* _TRY IT_: Repeat every entry in the listing below, exactly.

* _RECORDS TO PROCESS_:
--

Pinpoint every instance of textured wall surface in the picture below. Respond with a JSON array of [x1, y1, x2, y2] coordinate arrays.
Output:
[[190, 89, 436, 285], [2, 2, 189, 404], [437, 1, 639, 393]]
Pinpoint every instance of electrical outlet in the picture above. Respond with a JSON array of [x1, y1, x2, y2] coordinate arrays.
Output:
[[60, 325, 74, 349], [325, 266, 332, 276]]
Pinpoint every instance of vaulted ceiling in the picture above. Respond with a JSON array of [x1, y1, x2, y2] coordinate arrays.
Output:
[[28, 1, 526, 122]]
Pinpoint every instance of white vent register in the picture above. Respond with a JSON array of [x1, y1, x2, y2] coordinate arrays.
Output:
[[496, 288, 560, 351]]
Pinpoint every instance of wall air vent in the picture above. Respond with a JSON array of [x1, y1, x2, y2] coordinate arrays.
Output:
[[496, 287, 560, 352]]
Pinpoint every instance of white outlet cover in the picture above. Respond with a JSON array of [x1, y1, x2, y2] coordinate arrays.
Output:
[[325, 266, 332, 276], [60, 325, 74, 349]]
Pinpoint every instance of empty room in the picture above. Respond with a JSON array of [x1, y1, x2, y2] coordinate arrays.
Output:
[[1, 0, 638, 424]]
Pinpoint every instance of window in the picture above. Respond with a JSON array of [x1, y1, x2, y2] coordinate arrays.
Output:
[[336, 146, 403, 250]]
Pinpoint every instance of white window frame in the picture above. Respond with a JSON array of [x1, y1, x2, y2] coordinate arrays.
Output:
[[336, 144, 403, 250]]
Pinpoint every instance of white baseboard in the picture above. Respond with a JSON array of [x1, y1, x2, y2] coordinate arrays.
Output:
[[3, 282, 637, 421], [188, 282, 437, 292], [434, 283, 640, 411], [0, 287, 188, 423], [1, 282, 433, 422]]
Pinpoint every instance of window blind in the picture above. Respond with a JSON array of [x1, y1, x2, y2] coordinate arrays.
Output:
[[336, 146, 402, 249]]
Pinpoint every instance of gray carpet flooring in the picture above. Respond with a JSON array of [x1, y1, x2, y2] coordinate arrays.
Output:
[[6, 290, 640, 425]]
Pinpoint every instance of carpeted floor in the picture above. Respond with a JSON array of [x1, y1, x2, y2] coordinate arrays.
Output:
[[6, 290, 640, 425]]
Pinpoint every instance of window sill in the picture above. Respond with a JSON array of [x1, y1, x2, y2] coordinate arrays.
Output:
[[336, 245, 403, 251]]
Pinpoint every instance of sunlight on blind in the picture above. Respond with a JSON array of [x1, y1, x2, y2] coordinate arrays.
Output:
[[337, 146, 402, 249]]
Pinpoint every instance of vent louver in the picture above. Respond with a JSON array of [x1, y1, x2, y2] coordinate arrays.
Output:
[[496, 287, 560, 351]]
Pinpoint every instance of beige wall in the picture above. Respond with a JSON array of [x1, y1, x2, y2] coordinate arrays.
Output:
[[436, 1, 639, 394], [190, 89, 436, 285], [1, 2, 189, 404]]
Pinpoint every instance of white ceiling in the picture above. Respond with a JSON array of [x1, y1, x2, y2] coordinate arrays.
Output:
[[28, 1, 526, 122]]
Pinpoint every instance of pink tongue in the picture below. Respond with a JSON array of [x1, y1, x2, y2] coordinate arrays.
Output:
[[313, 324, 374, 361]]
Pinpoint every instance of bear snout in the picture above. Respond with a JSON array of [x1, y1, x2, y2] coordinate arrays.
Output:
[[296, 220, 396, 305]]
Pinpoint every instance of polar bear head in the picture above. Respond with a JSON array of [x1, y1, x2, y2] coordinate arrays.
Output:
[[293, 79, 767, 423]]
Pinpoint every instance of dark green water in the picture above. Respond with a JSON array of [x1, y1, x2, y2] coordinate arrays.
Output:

--

* _WRITTEN REPLY_:
Pinpoint every instance of textured wall surface in the picture below. Respond with a JSON array of [x1, y1, x2, y2] coordinate arrays.
Output:
[[190, 89, 436, 285], [2, 2, 189, 404], [437, 1, 639, 393]]
Pinpoint every instance of electrical outlet in the picture above. Respond with a JSON array of [x1, y1, x2, y2] coordinate arrays.
Output:
[[60, 325, 74, 349], [325, 266, 332, 276]]
Pinpoint every instance of vaulted ceiling in the picture above. Respond with a JSON array of [x1, y1, x2, y2] coordinate arrays.
Output:
[[28, 1, 526, 122]]
Pinpoint every instance of white vent register in the picture above. Respond with a JSON array of [x1, y1, x2, y2] coordinate arrays.
Output:
[[496, 288, 560, 351]]
Pinpoint every instance of wall air vent in the picture above. Respond with a JSON array of [x1, y1, x2, y2] coordinate arrays.
Output:
[[496, 287, 560, 352]]
Pinpoint every instance of white outlet cover in the picture above. Respond with a JSON array of [x1, y1, x2, y2] coordinate arrays.
Output:
[[325, 266, 332, 276], [60, 325, 74, 349]]
Pinpoint every instance of empty room in the picture above. Respond with a JSON array of [x1, y1, x2, y2] coordinate arrays.
Output:
[[1, 0, 638, 424]]
Pinpoint every instance of window in the picture above. Respond with a JSON array of [x1, y1, x2, y2] coordinate arrays.
Output:
[[336, 146, 403, 250]]
Pinpoint every instance of white window frame in the picture above. Respond with a JSON array of [x1, y1, x2, y2] coordinate arrays.
Output:
[[336, 144, 403, 250]]
Pinpoint every instance of white baseboard in the picture above. Respond with a JSON array of [x1, y1, x2, y2] coordinate arrays.
Output:
[[3, 282, 637, 421], [188, 282, 437, 292], [434, 283, 640, 411], [0, 287, 188, 423], [1, 282, 433, 422]]
Pinpoint every instance of window blind in the picture above. Respond with a JSON array of [x1, y1, x2, y2] coordinate arrays.
Output:
[[336, 146, 402, 249]]
Pinpoint every instance of gray carpet flooring in the picture above. Respond with a JSON array of [x1, y1, x2, y2] coordinate arrays.
Output:
[[6, 290, 640, 425]]
Pinpoint every instance of carpeted floor in the picture above. Respond with a JSON array of [x1, y1, x2, y2] coordinate arrays.
Output:
[[6, 290, 640, 425]]
Pinpoint every instance of window sill in the picture above. Respond with a JSON array of [x1, y1, x2, y2] coordinate arrays.
Output:
[[336, 245, 403, 251]]
Pinpoint every instance of sunlight on blind in the picture above. Respond with a JSON array of [x1, y1, x2, y2] coordinate arrays.
Output:
[[337, 146, 402, 249]]
Pinpoint every instance of vent louver in the picture above. Respond with a JSON array of [x1, y1, x2, y2] coordinate arrays.
Output:
[[496, 287, 560, 351]]
Pinpoint every instance of beige wall in the picture above. Respond with a JSON array of [x1, y1, x2, y2] coordinate arrays.
Output:
[[436, 1, 639, 394], [190, 89, 436, 285], [1, 2, 189, 404]]
Pinpoint every instance of white ceiling in the picture above. Respond with a JSON array of [x1, y1, x2, y2] coordinate arrays.
Output:
[[28, 1, 526, 122]]
Pinpoint every instance of pink tongue in the picture below. Respond with a JSON array of [x1, y1, x2, y2] coordinate arrays.
Output:
[[313, 324, 374, 361]]
Pinpoint every instance of bear snout in the picture above. Respond with a JSON array of [x1, y1, x2, y2] coordinate arrays.
Output:
[[296, 220, 396, 305]]
Pinpoint every instance of polar bear head in the picture above. Respond with a JSON array of [x1, y1, x2, y2] coordinate arrays.
Output:
[[293, 79, 767, 423]]
Pinpoint every instance of dark green water in the picture above. Respond with a JSON array of [x1, y1, x2, y2] coordinate arrays.
Output:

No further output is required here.